Your job with the data below is to output exactly the lines from the one holding "hmm ok so the thing I'm after is the stainless" down to the one holding "hmm ok so the thing I'm after is the kennel", both included, and no others.
####################
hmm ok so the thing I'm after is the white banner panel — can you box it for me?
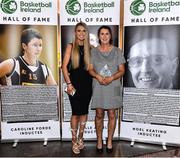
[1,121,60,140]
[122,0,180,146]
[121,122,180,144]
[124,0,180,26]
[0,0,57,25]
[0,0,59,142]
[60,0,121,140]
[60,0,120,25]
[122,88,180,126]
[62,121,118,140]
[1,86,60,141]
####################
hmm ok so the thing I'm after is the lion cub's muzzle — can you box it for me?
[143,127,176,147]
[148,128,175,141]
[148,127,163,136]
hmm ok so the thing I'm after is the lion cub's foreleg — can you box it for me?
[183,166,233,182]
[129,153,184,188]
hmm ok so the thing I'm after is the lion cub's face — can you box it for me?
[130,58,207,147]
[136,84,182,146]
####################
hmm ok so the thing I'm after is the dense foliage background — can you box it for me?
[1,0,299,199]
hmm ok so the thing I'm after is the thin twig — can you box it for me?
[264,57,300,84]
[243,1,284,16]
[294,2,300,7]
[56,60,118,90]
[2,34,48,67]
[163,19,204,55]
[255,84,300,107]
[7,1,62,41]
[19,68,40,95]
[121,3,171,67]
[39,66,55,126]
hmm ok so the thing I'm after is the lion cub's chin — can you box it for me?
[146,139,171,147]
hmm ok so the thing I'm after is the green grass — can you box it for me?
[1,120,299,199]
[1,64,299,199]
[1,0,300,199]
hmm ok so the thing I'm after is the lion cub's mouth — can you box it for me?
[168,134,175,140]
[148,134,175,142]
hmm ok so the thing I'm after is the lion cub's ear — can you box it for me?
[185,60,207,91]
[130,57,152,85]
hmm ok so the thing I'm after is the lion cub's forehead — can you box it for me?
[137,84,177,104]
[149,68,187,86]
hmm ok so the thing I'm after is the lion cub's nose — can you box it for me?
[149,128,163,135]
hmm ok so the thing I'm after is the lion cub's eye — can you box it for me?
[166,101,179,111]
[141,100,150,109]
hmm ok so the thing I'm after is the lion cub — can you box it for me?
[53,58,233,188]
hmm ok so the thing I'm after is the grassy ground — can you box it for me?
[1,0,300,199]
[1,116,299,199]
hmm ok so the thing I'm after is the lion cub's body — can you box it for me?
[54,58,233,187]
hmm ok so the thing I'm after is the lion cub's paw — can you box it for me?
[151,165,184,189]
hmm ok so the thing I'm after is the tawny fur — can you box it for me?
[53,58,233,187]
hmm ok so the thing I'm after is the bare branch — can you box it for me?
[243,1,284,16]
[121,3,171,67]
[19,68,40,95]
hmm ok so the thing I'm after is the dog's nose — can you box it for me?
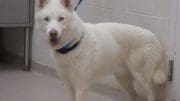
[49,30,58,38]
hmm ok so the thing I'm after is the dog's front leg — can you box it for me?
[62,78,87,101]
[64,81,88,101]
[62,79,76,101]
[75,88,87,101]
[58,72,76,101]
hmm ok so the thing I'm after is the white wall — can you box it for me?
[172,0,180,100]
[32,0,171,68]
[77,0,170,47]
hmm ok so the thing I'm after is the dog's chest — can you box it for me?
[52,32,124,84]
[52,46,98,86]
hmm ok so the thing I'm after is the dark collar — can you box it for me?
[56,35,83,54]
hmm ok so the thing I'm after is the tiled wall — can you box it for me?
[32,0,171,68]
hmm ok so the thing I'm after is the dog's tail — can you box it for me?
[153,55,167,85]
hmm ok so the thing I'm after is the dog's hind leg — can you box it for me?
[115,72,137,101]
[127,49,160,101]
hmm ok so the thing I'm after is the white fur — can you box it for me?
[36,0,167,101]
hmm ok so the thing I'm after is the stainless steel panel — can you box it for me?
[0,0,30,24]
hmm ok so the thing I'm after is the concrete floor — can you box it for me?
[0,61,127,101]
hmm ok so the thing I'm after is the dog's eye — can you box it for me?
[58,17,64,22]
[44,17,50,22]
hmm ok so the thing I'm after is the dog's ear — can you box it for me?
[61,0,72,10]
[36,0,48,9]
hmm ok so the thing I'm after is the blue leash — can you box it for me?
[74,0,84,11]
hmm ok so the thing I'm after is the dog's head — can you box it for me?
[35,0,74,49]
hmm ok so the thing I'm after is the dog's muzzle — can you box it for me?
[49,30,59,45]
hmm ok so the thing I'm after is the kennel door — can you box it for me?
####################
Exercise result »
hmm ok so the thing I'm after is the stainless steel panel — can you box it for me?
[0,0,30,24]
hmm ok so the thing I'm after is the concrete floor — can you box it for me?
[0,61,127,101]
hmm ok so the thing I'm after is the dog's eye — can you box it for me?
[58,17,64,22]
[44,17,50,22]
hmm ok so the thing I'm after is the dog's ear — can you box it for me?
[61,0,72,10]
[36,0,48,9]
hmm ok so the thing I'm after is the blue leash — can you box it for me?
[74,0,84,11]
hmm ok so the thing I'm after is the dog's head — can you box it for me?
[35,0,74,49]
hmm ok so the thing I'm after is the dog's muzzle — can you box it for me?
[49,30,59,45]
hmm ok so the thing I'm after is the kennel door — can you box it for me?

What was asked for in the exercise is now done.